── Textauszug ──
Foto: NASA/STScI, ESA, S. H. Suyu (University of Bonn), P. J. Marshall (Stanford University)

Bonn - Bilder des Hubble-Teleskops als Grundlage für Altersbestimmung: In einer detaillierten Studie, die mehr Faktoren berücksichtigte als bisherige Berechnungen, haben Forscher der Universität Bonn gemeinsam mit Kollegen der US-Universitäten Stanford und Kalifornien das Alter des Universums auf 13,75 Milliarden Jahre datiert. "Nach unseren Berechnungen ist das Universum 13,75 Milliarden Jahre alt", so Dr. Sherry Suyu von der Uni Bonn, "maximal 170 Millionen Jahre älter oder 150 Millionen Jahre jünger". Eine Unsicherheitsspanne, die immerhin der Hälfte der Evolutionsgeschichte vielzelliger Tiere auf Erden entspräche, dennoch ist die neue Messung so genau wie nie zuvor.
───
── Datenauszug ──
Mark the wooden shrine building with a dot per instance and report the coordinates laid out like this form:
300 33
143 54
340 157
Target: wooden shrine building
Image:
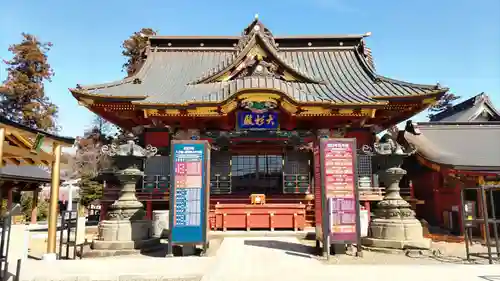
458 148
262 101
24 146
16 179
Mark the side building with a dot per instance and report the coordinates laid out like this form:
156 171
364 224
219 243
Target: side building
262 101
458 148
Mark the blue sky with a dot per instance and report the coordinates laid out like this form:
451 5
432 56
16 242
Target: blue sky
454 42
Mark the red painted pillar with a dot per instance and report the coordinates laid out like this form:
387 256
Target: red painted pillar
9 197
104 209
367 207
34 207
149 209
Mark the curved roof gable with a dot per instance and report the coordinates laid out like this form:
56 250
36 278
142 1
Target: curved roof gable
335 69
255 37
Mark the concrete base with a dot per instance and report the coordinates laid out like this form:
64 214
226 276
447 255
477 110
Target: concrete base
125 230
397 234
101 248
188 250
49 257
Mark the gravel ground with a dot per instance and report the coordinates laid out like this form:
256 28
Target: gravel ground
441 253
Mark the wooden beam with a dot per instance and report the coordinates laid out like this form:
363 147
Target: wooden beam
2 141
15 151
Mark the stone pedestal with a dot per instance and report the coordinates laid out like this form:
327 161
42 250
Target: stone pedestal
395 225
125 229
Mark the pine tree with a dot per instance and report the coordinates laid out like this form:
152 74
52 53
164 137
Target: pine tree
───
## [Ziel]
Worauf stützt sich laut dem Textauszug über das Alter des Universums die Altersbestimmung, und worin unterscheidet sich die Studie von bisherigen Berechnungen? Antworte in ein bis drei Sätzen. Die Datensätze sind eigenständiges Material und gehören nicht zum Textauszug.

## [Lösung]
Die Altersbestimmung stützt sich auf Bilder des Hubble-Teleskops. Die Studie war detailliert und berücksichtigte mehr Faktoren als bisherige Berechnungen.